抽出されたデータ一覧
========

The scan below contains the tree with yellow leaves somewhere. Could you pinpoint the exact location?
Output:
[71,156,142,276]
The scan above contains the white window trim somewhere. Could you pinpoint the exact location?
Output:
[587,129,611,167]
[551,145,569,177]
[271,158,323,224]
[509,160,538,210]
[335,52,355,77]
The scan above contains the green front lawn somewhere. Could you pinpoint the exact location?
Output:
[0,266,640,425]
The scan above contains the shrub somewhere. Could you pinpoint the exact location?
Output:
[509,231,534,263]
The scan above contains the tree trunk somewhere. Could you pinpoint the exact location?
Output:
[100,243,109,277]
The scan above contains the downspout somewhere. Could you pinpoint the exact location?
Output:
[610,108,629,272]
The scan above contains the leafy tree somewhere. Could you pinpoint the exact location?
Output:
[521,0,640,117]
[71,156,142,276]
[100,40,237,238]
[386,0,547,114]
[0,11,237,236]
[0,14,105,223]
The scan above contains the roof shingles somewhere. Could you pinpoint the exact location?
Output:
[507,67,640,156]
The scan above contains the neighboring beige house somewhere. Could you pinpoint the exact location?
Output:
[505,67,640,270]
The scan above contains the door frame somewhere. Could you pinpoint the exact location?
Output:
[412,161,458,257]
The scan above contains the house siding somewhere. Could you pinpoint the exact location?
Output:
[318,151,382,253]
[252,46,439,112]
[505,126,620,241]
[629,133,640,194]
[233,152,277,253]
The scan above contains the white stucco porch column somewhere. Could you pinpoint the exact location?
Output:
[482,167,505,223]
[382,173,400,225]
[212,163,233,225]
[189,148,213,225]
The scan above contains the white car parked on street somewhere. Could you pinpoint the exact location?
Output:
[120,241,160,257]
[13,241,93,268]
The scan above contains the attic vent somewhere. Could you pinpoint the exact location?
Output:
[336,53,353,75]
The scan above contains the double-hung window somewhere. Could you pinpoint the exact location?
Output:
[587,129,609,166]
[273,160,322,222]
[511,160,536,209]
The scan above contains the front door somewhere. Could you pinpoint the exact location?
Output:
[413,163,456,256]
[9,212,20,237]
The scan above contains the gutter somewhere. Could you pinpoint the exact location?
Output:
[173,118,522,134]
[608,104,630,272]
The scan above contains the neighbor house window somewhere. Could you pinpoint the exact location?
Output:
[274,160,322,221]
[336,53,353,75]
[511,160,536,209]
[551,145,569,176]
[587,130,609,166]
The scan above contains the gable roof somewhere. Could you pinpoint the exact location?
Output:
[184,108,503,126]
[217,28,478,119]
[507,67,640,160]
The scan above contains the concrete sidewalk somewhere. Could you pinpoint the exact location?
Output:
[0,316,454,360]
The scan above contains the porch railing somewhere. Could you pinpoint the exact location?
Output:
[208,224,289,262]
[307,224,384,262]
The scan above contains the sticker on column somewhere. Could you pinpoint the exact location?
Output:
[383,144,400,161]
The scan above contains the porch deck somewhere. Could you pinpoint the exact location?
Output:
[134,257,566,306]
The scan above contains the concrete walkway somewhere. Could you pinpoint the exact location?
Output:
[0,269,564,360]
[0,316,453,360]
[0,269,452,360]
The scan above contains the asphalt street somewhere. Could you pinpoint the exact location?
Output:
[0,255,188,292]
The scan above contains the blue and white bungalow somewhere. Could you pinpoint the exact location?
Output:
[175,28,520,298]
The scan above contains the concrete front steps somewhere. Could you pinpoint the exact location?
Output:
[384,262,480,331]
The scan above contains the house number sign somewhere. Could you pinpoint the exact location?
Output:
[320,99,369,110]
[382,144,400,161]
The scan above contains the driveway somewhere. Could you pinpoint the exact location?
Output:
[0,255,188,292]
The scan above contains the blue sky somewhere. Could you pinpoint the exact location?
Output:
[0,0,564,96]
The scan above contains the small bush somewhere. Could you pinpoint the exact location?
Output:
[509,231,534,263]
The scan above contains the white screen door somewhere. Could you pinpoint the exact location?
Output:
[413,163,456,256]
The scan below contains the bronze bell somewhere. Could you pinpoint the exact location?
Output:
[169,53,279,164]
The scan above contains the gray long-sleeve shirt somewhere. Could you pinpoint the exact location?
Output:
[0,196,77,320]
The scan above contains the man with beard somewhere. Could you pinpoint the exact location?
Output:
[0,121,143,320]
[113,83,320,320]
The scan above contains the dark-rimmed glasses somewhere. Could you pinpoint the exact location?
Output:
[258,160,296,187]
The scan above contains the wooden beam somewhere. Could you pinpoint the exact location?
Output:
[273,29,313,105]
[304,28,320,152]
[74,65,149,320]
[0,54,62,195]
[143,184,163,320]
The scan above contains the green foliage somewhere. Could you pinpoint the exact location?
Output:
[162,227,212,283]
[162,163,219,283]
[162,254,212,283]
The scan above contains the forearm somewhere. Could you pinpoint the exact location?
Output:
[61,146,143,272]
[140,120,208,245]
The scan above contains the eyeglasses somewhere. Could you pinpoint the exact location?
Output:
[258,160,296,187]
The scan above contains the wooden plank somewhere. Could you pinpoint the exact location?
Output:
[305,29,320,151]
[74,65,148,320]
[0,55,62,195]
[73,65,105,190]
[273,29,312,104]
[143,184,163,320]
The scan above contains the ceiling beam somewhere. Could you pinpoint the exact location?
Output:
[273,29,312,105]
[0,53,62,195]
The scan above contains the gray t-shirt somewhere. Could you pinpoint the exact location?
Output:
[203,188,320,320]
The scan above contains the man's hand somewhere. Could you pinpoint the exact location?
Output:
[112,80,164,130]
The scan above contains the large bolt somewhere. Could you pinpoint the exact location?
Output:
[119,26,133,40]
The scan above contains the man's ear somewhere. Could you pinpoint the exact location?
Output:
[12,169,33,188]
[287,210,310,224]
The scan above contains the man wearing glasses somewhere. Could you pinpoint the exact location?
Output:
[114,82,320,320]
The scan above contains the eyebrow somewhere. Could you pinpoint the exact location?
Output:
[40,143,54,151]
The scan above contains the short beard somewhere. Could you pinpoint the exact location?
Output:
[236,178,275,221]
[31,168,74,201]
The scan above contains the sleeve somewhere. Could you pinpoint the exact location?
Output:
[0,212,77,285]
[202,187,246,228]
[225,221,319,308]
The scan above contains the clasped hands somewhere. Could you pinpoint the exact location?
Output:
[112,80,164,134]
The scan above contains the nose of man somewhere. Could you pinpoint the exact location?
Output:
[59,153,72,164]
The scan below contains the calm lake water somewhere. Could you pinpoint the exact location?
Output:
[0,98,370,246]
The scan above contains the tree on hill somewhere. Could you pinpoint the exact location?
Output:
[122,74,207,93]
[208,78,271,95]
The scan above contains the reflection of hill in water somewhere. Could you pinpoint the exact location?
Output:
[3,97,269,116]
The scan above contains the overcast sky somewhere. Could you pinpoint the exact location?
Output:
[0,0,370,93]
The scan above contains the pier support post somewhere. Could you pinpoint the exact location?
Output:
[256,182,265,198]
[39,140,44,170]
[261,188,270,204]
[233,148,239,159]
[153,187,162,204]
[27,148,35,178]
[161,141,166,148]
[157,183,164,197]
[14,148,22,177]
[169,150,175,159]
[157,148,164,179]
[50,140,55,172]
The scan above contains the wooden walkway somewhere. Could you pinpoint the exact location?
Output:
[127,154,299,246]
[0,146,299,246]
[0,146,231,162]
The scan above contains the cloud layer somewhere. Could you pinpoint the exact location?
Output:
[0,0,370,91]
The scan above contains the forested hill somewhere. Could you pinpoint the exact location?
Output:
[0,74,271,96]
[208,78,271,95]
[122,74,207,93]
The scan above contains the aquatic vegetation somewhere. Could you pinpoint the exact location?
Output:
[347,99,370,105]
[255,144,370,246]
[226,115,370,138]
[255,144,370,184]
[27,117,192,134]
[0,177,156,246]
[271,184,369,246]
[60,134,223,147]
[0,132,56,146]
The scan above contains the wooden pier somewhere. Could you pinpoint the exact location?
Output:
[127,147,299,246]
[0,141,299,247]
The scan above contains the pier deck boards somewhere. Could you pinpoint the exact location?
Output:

========

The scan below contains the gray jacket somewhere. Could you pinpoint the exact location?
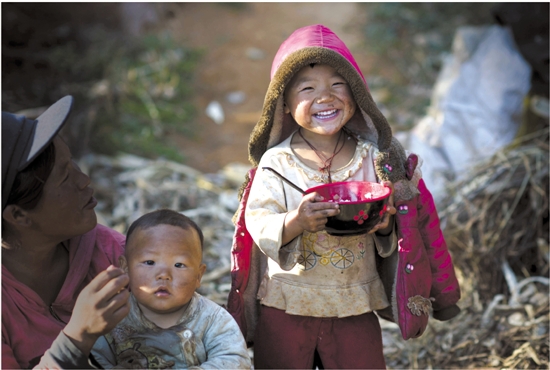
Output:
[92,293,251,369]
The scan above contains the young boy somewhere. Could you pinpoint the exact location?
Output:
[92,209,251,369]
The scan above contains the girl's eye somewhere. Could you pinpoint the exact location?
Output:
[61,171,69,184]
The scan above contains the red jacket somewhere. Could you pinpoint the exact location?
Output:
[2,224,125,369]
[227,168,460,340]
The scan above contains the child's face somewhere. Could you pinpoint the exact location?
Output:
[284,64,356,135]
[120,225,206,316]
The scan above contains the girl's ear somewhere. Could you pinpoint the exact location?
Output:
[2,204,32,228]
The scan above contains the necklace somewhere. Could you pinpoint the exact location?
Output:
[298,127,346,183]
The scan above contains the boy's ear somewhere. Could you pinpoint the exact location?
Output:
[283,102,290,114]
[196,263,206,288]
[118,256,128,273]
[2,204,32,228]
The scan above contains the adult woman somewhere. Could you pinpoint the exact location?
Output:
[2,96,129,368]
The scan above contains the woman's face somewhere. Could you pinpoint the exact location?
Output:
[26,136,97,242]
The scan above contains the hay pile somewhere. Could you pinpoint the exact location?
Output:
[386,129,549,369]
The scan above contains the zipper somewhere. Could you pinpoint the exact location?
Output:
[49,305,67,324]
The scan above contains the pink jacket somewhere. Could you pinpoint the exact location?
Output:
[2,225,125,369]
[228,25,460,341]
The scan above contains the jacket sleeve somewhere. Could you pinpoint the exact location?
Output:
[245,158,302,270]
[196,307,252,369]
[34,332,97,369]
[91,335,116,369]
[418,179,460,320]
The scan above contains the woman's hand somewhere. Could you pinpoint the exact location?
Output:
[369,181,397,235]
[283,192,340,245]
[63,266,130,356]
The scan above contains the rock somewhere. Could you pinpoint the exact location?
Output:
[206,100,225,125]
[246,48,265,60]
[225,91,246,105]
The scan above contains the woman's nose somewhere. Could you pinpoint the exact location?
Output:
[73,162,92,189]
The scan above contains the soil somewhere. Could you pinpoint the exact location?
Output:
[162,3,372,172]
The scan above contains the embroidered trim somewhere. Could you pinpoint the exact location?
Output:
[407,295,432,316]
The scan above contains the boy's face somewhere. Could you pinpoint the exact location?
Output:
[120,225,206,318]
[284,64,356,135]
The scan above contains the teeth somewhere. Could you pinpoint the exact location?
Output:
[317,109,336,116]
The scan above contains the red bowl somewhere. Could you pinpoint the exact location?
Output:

========

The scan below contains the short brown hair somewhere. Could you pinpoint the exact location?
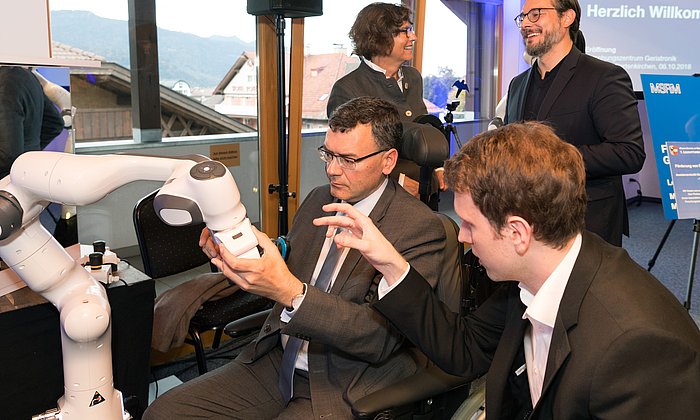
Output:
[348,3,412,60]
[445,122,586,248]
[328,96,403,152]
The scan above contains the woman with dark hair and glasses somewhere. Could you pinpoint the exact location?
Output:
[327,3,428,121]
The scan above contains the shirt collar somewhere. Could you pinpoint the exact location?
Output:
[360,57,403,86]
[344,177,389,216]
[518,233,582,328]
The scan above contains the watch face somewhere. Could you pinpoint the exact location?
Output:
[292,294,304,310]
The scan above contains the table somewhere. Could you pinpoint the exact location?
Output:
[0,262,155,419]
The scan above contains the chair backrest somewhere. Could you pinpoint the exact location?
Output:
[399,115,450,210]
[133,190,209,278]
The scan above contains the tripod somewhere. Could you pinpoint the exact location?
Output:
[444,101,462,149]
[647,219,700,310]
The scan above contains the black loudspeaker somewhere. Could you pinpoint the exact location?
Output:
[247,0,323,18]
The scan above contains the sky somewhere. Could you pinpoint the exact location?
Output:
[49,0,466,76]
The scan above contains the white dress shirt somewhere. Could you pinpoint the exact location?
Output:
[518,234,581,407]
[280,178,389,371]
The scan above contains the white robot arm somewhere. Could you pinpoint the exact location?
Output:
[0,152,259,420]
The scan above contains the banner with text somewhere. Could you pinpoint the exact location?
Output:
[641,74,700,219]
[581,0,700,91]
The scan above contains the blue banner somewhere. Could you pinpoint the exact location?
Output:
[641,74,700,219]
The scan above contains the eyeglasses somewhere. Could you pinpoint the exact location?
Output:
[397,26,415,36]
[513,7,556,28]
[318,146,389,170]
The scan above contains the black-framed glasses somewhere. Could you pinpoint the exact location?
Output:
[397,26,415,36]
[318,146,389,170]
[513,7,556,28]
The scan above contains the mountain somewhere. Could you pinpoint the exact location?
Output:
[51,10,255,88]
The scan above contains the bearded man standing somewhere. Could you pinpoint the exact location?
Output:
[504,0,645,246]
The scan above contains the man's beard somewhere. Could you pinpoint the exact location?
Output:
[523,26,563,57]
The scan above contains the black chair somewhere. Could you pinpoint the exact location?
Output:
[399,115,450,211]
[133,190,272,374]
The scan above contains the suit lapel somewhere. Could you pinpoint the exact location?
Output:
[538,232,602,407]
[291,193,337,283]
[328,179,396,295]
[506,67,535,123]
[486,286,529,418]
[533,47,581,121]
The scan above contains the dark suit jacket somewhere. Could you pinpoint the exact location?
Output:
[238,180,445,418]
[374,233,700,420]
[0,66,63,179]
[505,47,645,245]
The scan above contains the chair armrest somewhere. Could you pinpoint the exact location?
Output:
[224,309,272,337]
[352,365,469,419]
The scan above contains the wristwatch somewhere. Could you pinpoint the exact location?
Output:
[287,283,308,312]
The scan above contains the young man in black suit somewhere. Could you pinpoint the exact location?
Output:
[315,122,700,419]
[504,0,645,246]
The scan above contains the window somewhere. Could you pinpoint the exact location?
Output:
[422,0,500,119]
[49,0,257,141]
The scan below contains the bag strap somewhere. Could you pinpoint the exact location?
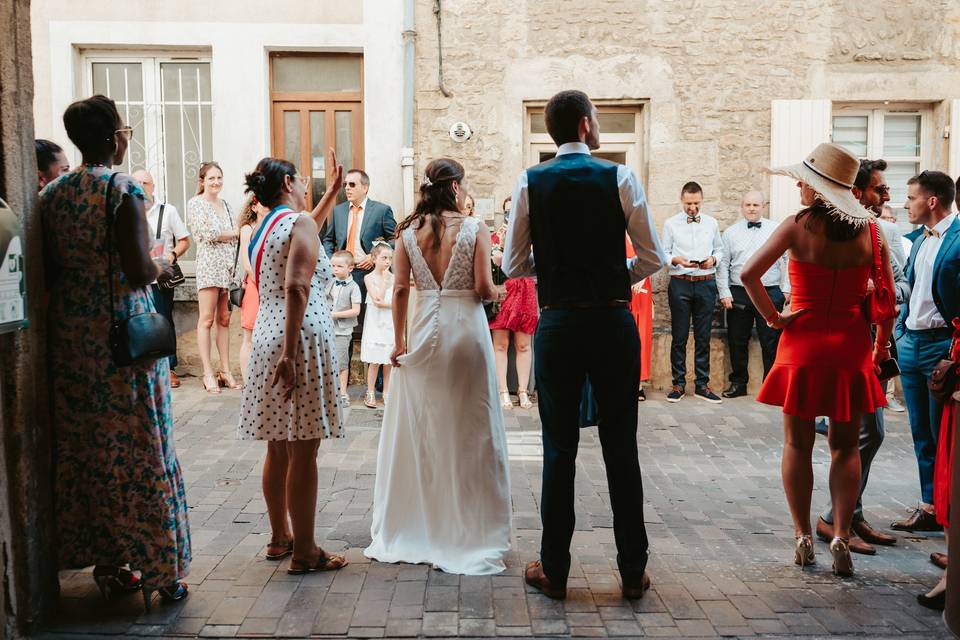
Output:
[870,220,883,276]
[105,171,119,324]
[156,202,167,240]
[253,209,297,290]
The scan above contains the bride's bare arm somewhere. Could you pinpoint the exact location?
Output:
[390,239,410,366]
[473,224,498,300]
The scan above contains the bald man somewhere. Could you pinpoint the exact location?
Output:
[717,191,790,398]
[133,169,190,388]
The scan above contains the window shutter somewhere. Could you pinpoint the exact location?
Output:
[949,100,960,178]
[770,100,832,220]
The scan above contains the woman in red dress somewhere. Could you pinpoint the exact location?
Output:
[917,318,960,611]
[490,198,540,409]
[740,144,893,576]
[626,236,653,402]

========

**依頼内容**
上のリストの「The scan above contains the tree on」を含む行から「[0,0,370,93]」を含む行までを、「hill」を「mountain」に置き換え、ほかは変えずに書き直してください。

**作業結果**
The scan above contains the tree on mountain somewhere. Could you pinpoint the exact location?
Output:
[122,74,207,93]
[208,78,271,95]
The scan above contains the reflection of mountain in water somewhere. Could you pinpoint the exact location?
Output:
[3,97,269,116]
The scan above contains the overcast sky somewhere. Could you pinpoint the exact location?
Output:
[0,0,370,93]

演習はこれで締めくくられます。